Supplied information:
■ ■ ■

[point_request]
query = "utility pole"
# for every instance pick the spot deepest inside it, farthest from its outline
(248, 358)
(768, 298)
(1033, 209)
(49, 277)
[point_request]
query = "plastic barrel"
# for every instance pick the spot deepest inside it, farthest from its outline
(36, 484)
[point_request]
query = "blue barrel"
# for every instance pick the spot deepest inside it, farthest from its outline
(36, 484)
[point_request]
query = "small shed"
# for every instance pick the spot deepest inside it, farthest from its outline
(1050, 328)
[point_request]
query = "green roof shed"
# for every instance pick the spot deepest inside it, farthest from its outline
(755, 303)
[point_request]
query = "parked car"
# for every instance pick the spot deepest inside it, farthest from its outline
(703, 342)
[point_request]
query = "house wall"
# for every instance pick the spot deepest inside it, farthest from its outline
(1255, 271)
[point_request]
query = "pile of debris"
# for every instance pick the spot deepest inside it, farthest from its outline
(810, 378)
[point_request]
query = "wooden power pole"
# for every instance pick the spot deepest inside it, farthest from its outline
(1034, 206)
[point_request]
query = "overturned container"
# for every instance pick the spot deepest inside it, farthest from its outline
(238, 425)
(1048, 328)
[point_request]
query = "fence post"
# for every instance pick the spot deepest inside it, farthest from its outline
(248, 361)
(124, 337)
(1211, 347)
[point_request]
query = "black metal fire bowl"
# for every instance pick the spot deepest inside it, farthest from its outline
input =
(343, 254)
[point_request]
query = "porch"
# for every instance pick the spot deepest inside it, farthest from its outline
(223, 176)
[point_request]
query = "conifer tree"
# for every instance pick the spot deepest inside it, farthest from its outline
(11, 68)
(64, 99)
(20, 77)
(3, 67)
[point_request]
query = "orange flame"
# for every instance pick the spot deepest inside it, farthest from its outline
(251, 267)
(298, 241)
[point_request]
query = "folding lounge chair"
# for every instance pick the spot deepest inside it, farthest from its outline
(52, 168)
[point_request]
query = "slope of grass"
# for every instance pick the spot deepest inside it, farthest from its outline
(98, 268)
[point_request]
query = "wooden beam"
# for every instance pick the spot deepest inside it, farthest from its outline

■ ■ ■

Put the lines of the material, from its first line through the line containing "(1050, 328)", inclusive, into a numbered list, omitting any blank lines.

1. [point_request]
2. query = "utility pole"
3. # for every instance pick the spot deepest inside it, farthest from its outline
4. (248, 358)
5. (768, 298)
6. (1033, 209)
7. (49, 277)
8. [point_request]
9. query = "plastic barrel"
10. # for every instance pick the spot deepest inside it, farthest from its outline
11. (36, 484)
12. [point_request]
13. query = "blue barrel"
14. # for every instance pick the spot deepest inside it, farthest from its outline
15. (36, 484)
16. [point_request]
17. query = "small shed"
18. # for every instance pick the spot deepest inside it, farthest from its outline
19. (1050, 328)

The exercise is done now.